• Exercise aim
Swap "instance" for "occurrence" in the lines from the start of the rows through the line that contains "M301 311L303 318L320", and write those lines out again with nothing else changed. Leave the picture out of your answer.

==== Provided entries

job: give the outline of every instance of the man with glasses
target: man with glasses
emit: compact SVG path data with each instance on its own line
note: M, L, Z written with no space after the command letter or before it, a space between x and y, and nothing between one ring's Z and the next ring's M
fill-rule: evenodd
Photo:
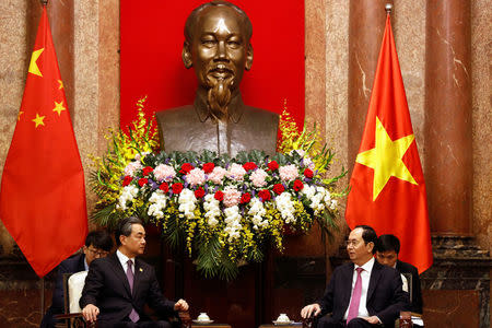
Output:
M168 318L188 311L188 303L167 300L154 268L139 258L147 245L143 222L136 216L122 219L115 241L116 253L95 260L89 270L79 302L84 318L97 321L99 328L171 328ZM159 320L145 314L145 304Z
M112 248L113 239L106 231L93 231L85 237L82 251L69 257L58 266L51 306L43 317L40 328L55 327L55 324L57 324L55 315L63 313L63 273L87 271L94 259L106 257Z
M301 311L303 318L320 317L317 327L394 327L400 311L409 306L400 274L375 261L377 235L358 225L349 235L347 251L352 262L335 269L325 295ZM321 317L332 313L331 317Z

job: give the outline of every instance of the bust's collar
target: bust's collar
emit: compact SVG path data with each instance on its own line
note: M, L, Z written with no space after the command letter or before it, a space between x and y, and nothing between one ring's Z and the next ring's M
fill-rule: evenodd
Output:
M207 91L199 87L197 90L197 96L194 103L195 110L197 112L198 118L201 122L208 119L212 119L212 115L209 112L207 104ZM239 90L235 90L229 104L227 113L229 120L233 122L238 122L244 112L243 97L241 96Z

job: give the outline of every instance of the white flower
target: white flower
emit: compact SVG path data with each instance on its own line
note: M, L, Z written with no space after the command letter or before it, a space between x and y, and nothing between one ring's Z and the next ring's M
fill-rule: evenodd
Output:
M224 215L226 224L224 232L229 235L227 241L231 243L241 237L243 226L241 225L239 208L237 206L226 208L224 209Z
M196 204L195 204L196 202L197 202L197 198L195 197L195 192L188 188L185 188L179 194L178 211L180 213L183 213L183 215L185 215L186 218L194 219L195 218L194 211L196 209Z
M221 216L221 208L219 200L212 194L208 194L204 197L203 210L206 211L204 216L208 219L208 224L212 227L215 226L219 223L218 218Z
M151 202L151 206L149 207L149 210L147 213L150 216L154 216L156 219L164 218L164 209L166 208L166 196L162 190L155 190L152 192L152 196L149 198L149 202Z
M292 181L298 176L297 165L291 164L279 167L279 175L282 181Z
M304 194L307 199L311 199L316 194L316 187L304 185L304 188L301 192Z
M276 198L276 206L286 224L295 222L295 208L289 192L282 192L280 196L278 196Z
M337 208L337 206L338 206L338 201L336 199L332 199L331 203L330 203L330 209L335 210Z
M117 209L125 211L127 209L127 203L132 201L139 194L139 188L136 186L126 186L121 190L121 195L118 198Z
M248 214L251 215L253 229L259 230L268 227L269 222L267 219L263 220L263 215L267 214L267 210L263 203L258 198L253 198L249 202Z
M134 173L139 169L142 169L142 164L140 162L130 162L127 167L125 167L125 175L134 176Z

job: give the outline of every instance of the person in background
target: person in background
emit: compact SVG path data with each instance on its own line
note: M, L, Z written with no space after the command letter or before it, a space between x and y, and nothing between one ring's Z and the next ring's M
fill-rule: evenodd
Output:
M422 291L420 286L419 271L410 263L400 261L400 241L394 235L380 235L376 243L376 259L379 263L395 268L400 273L412 274L411 281L411 311L422 314Z
M55 315L63 313L63 274L87 271L91 262L101 257L106 257L113 249L112 236L106 231L93 231L85 237L85 245L81 253L72 255L58 266L58 274L55 281L51 306L43 317L40 328L55 327Z

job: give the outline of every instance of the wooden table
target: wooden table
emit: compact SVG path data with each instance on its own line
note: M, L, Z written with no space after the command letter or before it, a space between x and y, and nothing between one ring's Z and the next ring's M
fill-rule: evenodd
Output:
M301 328L303 327L302 323L296 323L296 324L291 324L291 325L273 325L273 324L266 324L266 325L261 325L258 328L290 328L290 327L296 327L296 328Z
M191 324L192 328L232 328L231 325L227 324Z

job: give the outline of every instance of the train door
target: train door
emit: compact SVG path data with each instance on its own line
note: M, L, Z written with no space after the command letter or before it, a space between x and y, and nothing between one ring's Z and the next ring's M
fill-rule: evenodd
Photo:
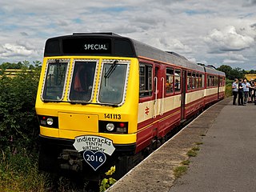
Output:
M159 114L159 106L160 106L160 94L161 94L161 76L159 73L160 66L159 65L155 65L154 73L154 115L153 118L156 118Z
M181 119L182 121L183 119L185 119L186 70L182 70L182 75Z
M153 118L155 119L155 124L153 130L153 136L158 137L160 125L158 119L161 118L161 104L162 104L162 84L161 82L161 71L160 65L156 64L154 66L154 115Z
M220 89L220 84L221 84L221 82L220 82L220 77L218 76L218 100L219 100L219 89Z

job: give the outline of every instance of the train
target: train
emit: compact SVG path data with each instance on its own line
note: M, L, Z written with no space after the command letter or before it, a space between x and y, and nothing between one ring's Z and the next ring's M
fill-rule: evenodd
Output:
M39 169L120 178L206 106L225 73L114 33L46 40L35 109Z

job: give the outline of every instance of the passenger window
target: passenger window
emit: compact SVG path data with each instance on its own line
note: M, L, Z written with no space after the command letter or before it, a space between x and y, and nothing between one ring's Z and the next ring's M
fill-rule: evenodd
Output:
M199 75L198 74L196 74L196 78L195 78L195 88L198 89L199 87Z
M139 66L139 96L152 95L152 66L141 63Z
M174 92L174 70L166 69L166 93L170 94Z
M189 72L187 74L187 78L186 78L186 89L188 90L191 90L191 85L192 85L191 72Z
M199 85L198 87L202 88L202 74L199 74Z
M181 71L175 70L174 73L174 91L179 92L181 90Z
M195 73L193 73L192 74L192 90L195 89L195 85L196 85L196 77L195 77Z

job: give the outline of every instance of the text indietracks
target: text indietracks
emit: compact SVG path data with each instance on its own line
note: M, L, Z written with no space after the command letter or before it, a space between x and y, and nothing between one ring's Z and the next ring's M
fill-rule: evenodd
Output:
M111 155L115 148L112 140L94 135L78 136L74 138L73 146L78 151L96 150Z

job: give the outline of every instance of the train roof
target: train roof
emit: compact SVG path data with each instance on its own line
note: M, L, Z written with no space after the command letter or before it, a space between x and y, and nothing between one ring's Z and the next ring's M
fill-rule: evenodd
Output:
M85 50L85 45L97 45L98 49ZM99 49L100 47L102 49ZM44 54L46 57L91 54L142 57L202 72L217 71L207 67L205 69L174 52L166 52L114 33L74 33L72 35L51 38L46 42Z
M213 66L205 66L204 68L205 68L206 72L208 73L208 74L217 74L217 75L220 75L220 76L225 76L225 73L224 72L218 70Z

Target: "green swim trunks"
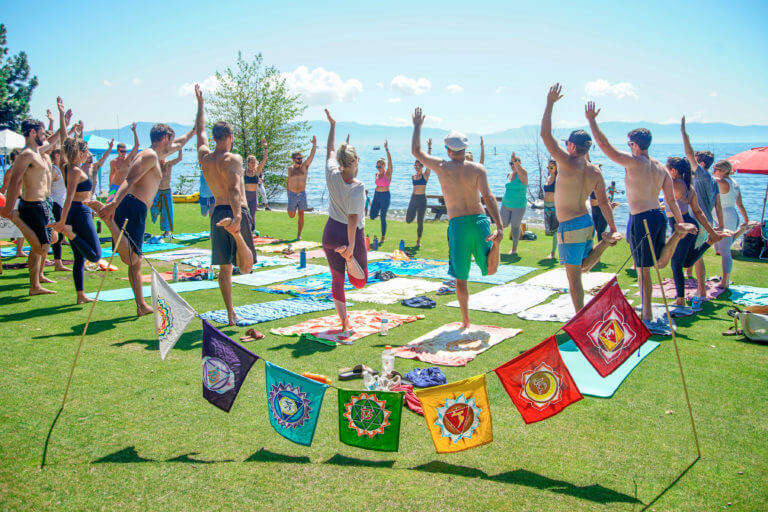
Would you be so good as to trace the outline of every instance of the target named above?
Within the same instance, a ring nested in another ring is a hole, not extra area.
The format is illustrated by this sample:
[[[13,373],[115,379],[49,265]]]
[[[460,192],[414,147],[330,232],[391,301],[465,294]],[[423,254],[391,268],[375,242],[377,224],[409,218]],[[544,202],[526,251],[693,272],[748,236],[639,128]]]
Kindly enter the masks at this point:
[[[466,281],[472,256],[482,274],[488,275],[488,252],[493,246],[485,239],[491,235],[487,215],[464,215],[448,222],[448,274]]]

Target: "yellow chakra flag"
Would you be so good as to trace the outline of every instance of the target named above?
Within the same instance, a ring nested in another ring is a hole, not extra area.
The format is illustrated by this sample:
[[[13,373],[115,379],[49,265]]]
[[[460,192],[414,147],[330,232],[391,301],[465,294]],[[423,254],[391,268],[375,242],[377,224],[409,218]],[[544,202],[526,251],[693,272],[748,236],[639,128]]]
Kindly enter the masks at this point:
[[[415,393],[437,453],[460,452],[493,441],[484,374]]]

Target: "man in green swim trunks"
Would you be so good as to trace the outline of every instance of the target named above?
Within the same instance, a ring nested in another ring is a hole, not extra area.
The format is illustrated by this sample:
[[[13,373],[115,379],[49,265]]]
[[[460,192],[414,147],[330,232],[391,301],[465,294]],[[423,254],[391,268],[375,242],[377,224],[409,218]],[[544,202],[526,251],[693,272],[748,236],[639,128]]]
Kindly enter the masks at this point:
[[[421,125],[424,114],[417,108],[413,114],[413,140],[411,152],[428,169],[434,171],[443,189],[448,210],[448,273],[456,278],[456,298],[461,308],[462,327],[469,327],[469,291],[467,279],[472,256],[482,274],[495,274],[499,267],[499,244],[504,236],[501,215],[496,198],[488,185],[485,167],[466,160],[468,139],[465,135],[451,132],[445,137],[445,148],[450,160],[441,160],[421,149]],[[480,194],[478,194],[478,192]],[[491,223],[480,202],[482,195]]]

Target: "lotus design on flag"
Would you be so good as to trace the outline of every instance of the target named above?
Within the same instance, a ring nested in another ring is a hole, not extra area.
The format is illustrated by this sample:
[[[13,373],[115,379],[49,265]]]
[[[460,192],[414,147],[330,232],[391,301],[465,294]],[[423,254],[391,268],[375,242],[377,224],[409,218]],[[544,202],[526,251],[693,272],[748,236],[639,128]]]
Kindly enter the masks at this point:
[[[611,306],[602,319],[587,331],[587,337],[606,362],[618,357],[624,348],[632,344],[635,336],[637,334],[616,306]]]
[[[443,431],[443,437],[449,437],[454,443],[460,439],[471,439],[480,426],[482,409],[475,405],[475,398],[467,399],[463,394],[458,398],[445,399],[445,405],[437,408],[435,425]]]

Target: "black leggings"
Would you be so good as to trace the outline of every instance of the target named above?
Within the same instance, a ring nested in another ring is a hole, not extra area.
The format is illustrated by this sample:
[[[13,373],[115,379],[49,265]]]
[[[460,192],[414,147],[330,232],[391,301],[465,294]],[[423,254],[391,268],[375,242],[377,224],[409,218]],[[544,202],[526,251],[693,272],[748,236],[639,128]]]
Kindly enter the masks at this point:
[[[391,195],[389,190],[386,192],[374,192],[373,201],[371,201],[371,220],[381,215],[381,236],[387,234],[387,211],[389,210],[389,200]]]
[[[69,241],[75,255],[72,278],[75,280],[75,291],[81,292],[85,281],[85,260],[97,263],[101,259],[99,235],[93,225],[91,209],[79,201],[72,201],[67,224],[72,226],[72,231],[75,232],[75,238]]]
[[[424,232],[424,215],[427,213],[427,196],[425,194],[411,194],[411,202],[408,203],[408,211],[405,213],[405,222],[410,224],[416,219],[416,236],[421,238]]]
[[[683,222],[690,222],[695,224],[696,221],[689,214],[683,215]],[[669,225],[675,229],[675,219],[669,219]],[[701,228],[699,228],[701,229]],[[672,255],[670,266],[672,267],[672,277],[675,280],[675,293],[677,298],[685,297],[685,274],[684,268],[688,268],[696,263],[701,258],[706,250],[709,249],[709,244],[704,242],[699,247],[696,247],[696,235],[687,234],[680,240],[675,248],[675,253]]]

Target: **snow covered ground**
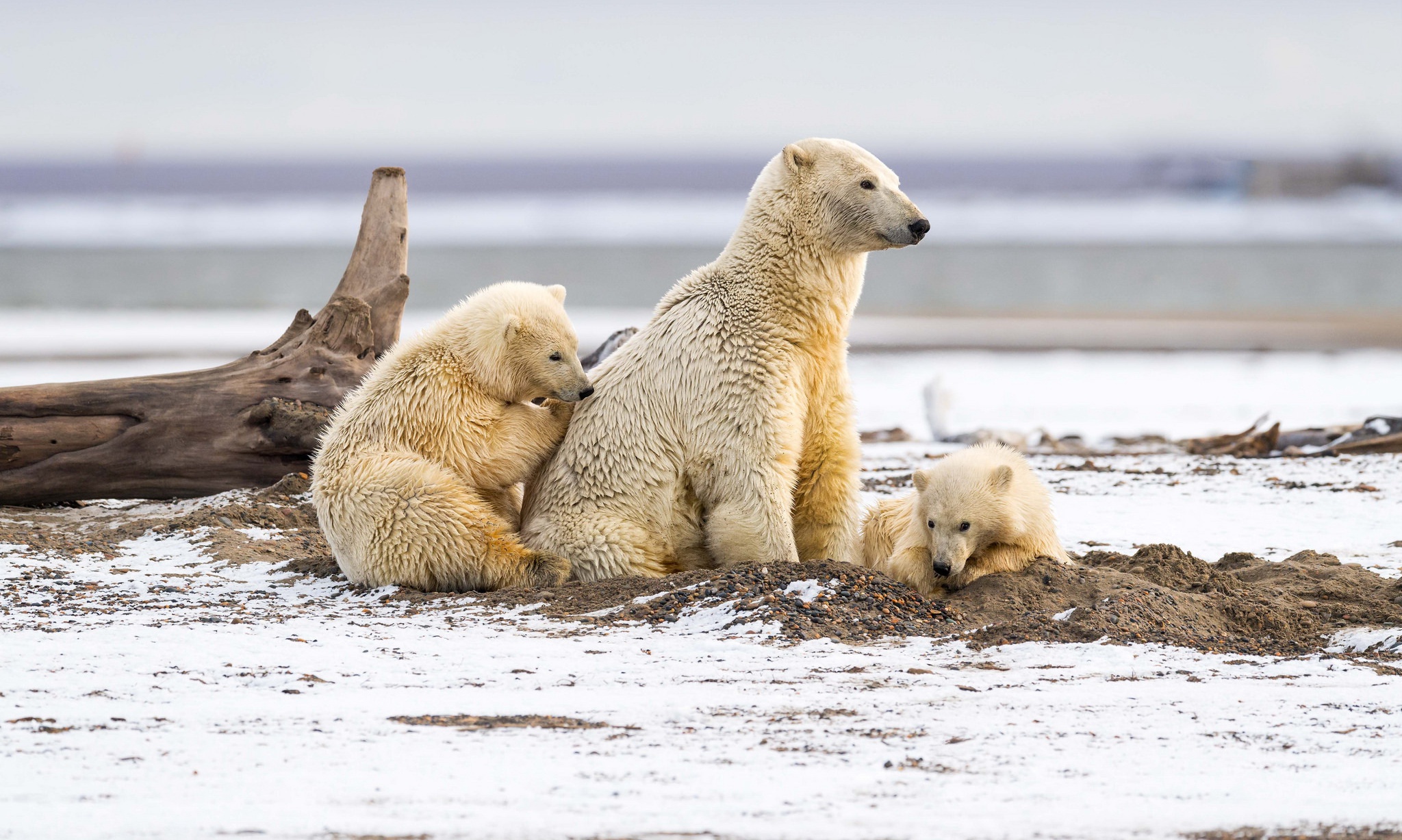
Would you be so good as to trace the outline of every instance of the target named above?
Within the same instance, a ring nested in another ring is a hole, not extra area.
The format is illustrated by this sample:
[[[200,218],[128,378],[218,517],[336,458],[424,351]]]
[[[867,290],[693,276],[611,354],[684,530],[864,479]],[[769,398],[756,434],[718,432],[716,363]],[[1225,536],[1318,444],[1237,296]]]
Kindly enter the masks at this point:
[[[0,384],[170,362],[11,358]],[[1263,411],[1287,425],[1402,412],[1394,352],[932,352],[852,359],[862,428],[924,435],[935,376],[955,431],[1176,436]],[[864,475],[946,449],[868,445]],[[1314,548],[1402,569],[1402,456],[1071,468],[1084,460],[1033,459],[1071,550]],[[576,627],[381,602],[213,560],[199,534],[76,560],[0,546],[0,839],[1168,837],[1402,820],[1402,677],[1342,659],[787,645],[704,613]],[[607,726],[390,719],[435,714]]]
[[[865,474],[941,449],[869,445]],[[1075,550],[1402,567],[1399,456],[1035,461]],[[1328,487],[1280,488],[1297,478]],[[212,560],[199,534],[76,560],[7,546],[0,579],[15,593],[0,837],[1168,837],[1402,819],[1402,677],[1342,659],[787,645],[704,610],[576,627],[381,602]],[[607,725],[391,721],[451,714]]]

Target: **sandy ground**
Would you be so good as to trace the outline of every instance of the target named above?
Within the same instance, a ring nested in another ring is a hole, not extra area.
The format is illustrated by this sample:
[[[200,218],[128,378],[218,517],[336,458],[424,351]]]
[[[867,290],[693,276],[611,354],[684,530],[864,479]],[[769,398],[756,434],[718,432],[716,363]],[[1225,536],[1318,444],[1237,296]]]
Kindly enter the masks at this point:
[[[868,499],[942,449],[868,445]],[[1206,560],[1314,550],[1398,585],[1402,456],[1033,460],[1088,562],[1161,541]],[[1325,610],[1319,649],[1291,656],[1123,634],[987,645],[967,635],[977,610],[1022,590],[918,606],[827,568],[621,592],[585,623],[558,617],[568,588],[356,590],[327,576],[299,489],[0,513],[0,837],[1161,837],[1402,819],[1396,623]],[[775,606],[751,606],[765,592]],[[861,592],[903,602],[864,616],[951,632],[803,641]]]

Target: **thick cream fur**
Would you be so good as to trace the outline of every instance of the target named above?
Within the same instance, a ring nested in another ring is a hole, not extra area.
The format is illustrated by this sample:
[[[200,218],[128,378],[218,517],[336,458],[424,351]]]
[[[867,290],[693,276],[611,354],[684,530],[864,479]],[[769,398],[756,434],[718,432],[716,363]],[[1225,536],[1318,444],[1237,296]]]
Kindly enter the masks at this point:
[[[857,560],[847,327],[866,251],[916,241],[920,219],[861,147],[785,147],[725,251],[597,369],[599,394],[527,487],[526,544],[585,581]]]
[[[350,581],[470,590],[568,578],[565,560],[516,536],[519,484],[589,387],[564,299],[562,286],[488,286],[394,345],[342,401],[311,494]]]
[[[862,522],[862,564],[931,595],[1037,557],[1070,562],[1052,496],[1026,459],[1001,443],[948,454],[916,473],[916,492],[883,499]],[[967,522],[969,529],[960,530]],[[934,524],[934,527],[931,527]],[[935,564],[946,564],[939,575]]]

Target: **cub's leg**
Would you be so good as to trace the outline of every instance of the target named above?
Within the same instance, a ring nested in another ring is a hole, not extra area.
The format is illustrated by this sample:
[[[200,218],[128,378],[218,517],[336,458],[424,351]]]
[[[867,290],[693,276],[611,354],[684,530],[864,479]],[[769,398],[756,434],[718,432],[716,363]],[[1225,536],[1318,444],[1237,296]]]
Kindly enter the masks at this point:
[[[660,578],[681,571],[646,527],[607,510],[529,516],[522,540],[534,550],[568,557],[578,581]]]
[[[843,359],[815,379],[794,489],[794,541],[802,560],[861,562],[861,440]]]
[[[478,488],[482,499],[492,512],[510,523],[512,530],[522,527],[522,488],[519,484],[509,487]]]
[[[552,586],[569,576],[568,561],[522,546],[488,498],[437,464],[381,454],[358,467],[359,513],[369,524],[358,529],[363,544],[348,547],[363,558],[358,582],[461,592]]]

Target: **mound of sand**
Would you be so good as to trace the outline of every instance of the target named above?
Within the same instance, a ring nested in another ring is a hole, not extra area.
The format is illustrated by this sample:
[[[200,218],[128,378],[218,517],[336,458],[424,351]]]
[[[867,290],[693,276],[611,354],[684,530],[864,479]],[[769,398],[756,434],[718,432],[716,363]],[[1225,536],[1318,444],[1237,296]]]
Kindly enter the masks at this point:
[[[278,530],[257,540],[250,529]],[[289,572],[341,578],[315,526],[304,474],[258,492],[126,508],[0,510],[0,543],[77,555],[116,551],[146,533],[199,531],[205,550],[233,562],[283,561]],[[959,637],[976,646],[1022,641],[1162,642],[1258,655],[1318,652],[1350,625],[1402,625],[1402,581],[1387,581],[1329,554],[1270,562],[1227,554],[1204,562],[1176,546],[1133,555],[1091,551],[1075,565],[1039,561],[939,599],[924,599],[880,572],[847,564],[747,564],[670,575],[571,582],[548,590],[492,593],[398,590],[428,606],[529,606],[565,624],[673,624],[712,610],[711,625],[765,623],[782,638],[864,642]],[[1387,655],[1387,658],[1394,658]]]

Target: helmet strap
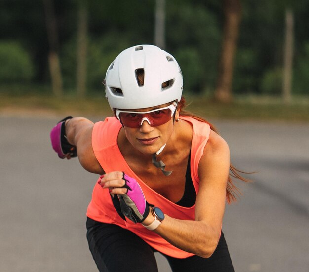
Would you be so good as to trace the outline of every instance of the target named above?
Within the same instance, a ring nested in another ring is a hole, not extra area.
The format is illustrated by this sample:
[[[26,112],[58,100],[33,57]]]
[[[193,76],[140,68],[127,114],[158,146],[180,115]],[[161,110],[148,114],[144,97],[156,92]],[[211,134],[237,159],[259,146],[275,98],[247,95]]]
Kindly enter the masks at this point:
[[[156,167],[158,168],[160,168],[161,169],[161,171],[162,171],[162,173],[165,176],[169,176],[172,173],[172,172],[173,172],[173,170],[172,171],[165,170],[165,169],[166,165],[164,164],[164,163],[163,161],[162,161],[162,160],[159,160],[159,161],[158,161],[157,159],[156,159],[156,156],[158,155],[159,154],[160,154],[161,152],[162,152],[163,149],[164,148],[164,147],[165,147],[166,145],[166,144],[164,144],[164,145],[163,145],[162,147],[160,149],[159,149],[159,150],[158,150],[154,154],[153,154],[153,156],[152,158],[152,162],[153,163],[154,165]]]

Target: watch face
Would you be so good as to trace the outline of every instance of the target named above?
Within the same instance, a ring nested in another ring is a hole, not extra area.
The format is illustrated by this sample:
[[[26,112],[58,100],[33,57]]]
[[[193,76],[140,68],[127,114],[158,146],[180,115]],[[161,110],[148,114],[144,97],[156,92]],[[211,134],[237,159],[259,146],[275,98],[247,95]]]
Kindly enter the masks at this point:
[[[160,221],[163,221],[164,219],[164,214],[160,208],[154,207],[154,213],[155,216],[157,217],[157,219]]]

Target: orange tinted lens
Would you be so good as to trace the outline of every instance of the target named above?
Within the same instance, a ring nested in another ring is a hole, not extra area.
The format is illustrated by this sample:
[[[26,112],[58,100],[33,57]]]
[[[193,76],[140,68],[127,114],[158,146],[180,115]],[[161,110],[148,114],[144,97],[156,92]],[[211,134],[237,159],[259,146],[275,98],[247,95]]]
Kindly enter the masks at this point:
[[[121,122],[125,126],[136,128],[142,125],[143,118],[148,118],[151,126],[157,126],[167,123],[172,118],[172,112],[169,109],[157,110],[147,114],[120,113],[119,115]]]

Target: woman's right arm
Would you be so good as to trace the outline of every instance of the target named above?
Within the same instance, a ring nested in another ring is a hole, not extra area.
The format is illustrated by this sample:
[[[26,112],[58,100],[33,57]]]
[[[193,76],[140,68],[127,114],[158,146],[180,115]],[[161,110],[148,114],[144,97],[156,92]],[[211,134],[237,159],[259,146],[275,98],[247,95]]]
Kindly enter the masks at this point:
[[[104,171],[97,160],[92,145],[94,124],[90,120],[77,117],[66,121],[66,135],[70,144],[76,146],[81,166],[87,171],[102,175]],[[70,159],[69,156],[67,158]]]

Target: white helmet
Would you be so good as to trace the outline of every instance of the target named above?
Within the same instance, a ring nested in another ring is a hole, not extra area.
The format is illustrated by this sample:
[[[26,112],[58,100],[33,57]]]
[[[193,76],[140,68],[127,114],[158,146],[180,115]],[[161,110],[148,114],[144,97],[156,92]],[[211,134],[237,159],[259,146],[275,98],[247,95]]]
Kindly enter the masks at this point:
[[[144,70],[144,84],[137,73]],[[170,54],[154,45],[138,45],[120,53],[105,77],[106,97],[112,110],[142,109],[179,101],[183,90],[180,68]],[[166,82],[168,86],[162,87]]]

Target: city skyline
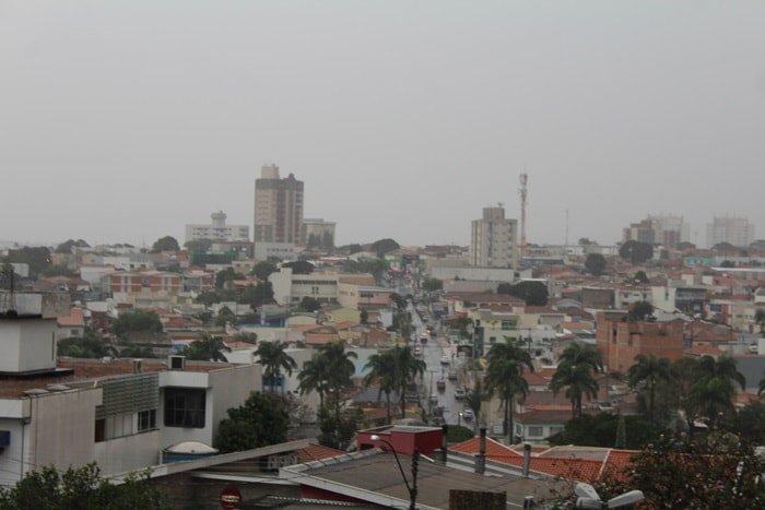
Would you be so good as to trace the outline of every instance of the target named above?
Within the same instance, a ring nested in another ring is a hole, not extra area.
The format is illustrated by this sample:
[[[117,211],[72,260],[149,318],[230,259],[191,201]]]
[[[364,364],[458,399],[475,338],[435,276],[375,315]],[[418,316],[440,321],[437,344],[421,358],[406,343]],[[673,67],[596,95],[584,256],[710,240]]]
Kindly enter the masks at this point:
[[[251,224],[266,163],[338,245],[467,246],[482,207],[520,217],[522,173],[528,242],[661,211],[699,246],[716,216],[765,237],[760,2],[2,9],[0,239]]]

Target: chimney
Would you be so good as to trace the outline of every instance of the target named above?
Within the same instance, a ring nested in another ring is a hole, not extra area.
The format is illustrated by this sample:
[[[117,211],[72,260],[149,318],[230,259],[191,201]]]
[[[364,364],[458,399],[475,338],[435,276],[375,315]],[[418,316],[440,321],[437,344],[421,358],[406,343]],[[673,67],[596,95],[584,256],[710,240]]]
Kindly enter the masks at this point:
[[[448,425],[442,425],[440,426],[440,451],[438,452],[438,463],[442,465],[446,465],[446,461],[448,458],[448,452],[449,452],[449,442],[447,440],[448,435],[449,435],[449,426]]]
[[[523,476],[529,477],[529,463],[531,463],[531,443],[523,443]]]
[[[479,454],[475,455],[475,473],[482,475],[486,471],[486,427],[481,427]]]

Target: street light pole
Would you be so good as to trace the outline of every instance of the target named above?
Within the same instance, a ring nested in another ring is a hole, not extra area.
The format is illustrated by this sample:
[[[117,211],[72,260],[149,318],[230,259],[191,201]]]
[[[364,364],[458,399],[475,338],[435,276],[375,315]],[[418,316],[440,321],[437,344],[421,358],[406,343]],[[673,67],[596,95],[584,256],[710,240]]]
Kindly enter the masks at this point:
[[[396,459],[396,463],[399,466],[399,471],[401,472],[401,477],[403,478],[403,483],[407,486],[407,490],[409,491],[409,508],[410,510],[416,510],[416,501],[417,501],[417,471],[420,467],[420,450],[416,448],[414,449],[414,453],[412,453],[412,485],[409,485],[409,481],[407,479],[407,475],[403,473],[403,466],[401,466],[401,461],[399,460],[399,454],[396,452],[396,448],[388,442],[387,439],[382,439],[380,436],[377,434],[373,434],[369,439],[373,441],[380,441],[385,442],[388,444],[390,448],[390,451],[393,453],[393,459]]]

========

• Written answer
job: give the outline of every occurrence of the man with glasses
target: man with glasses
emit: compact SVG path data with each occurrence on its own line
note: M, L, Z written with no space after the command letter or before it, a space between x and y, and nothing between one ring's Z and the next ring's M
fill-rule: evenodd
Photo:
Output:
M168 318L188 311L188 303L167 300L154 268L139 258L147 245L143 222L136 216L122 219L115 241L116 253L95 260L89 270L79 302L84 318L97 321L99 328L171 328ZM159 320L145 314L145 304Z
M112 248L113 239L106 231L93 231L85 237L82 251L69 257L58 266L51 306L43 317L40 328L55 327L55 324L57 324L55 315L63 313L63 273L87 271L94 259L106 257Z
M301 311L303 318L320 317L317 327L394 327L400 311L409 306L400 274L375 261L377 235L358 225L349 235L347 251L352 262L335 269L325 295ZM321 317L332 313L331 317Z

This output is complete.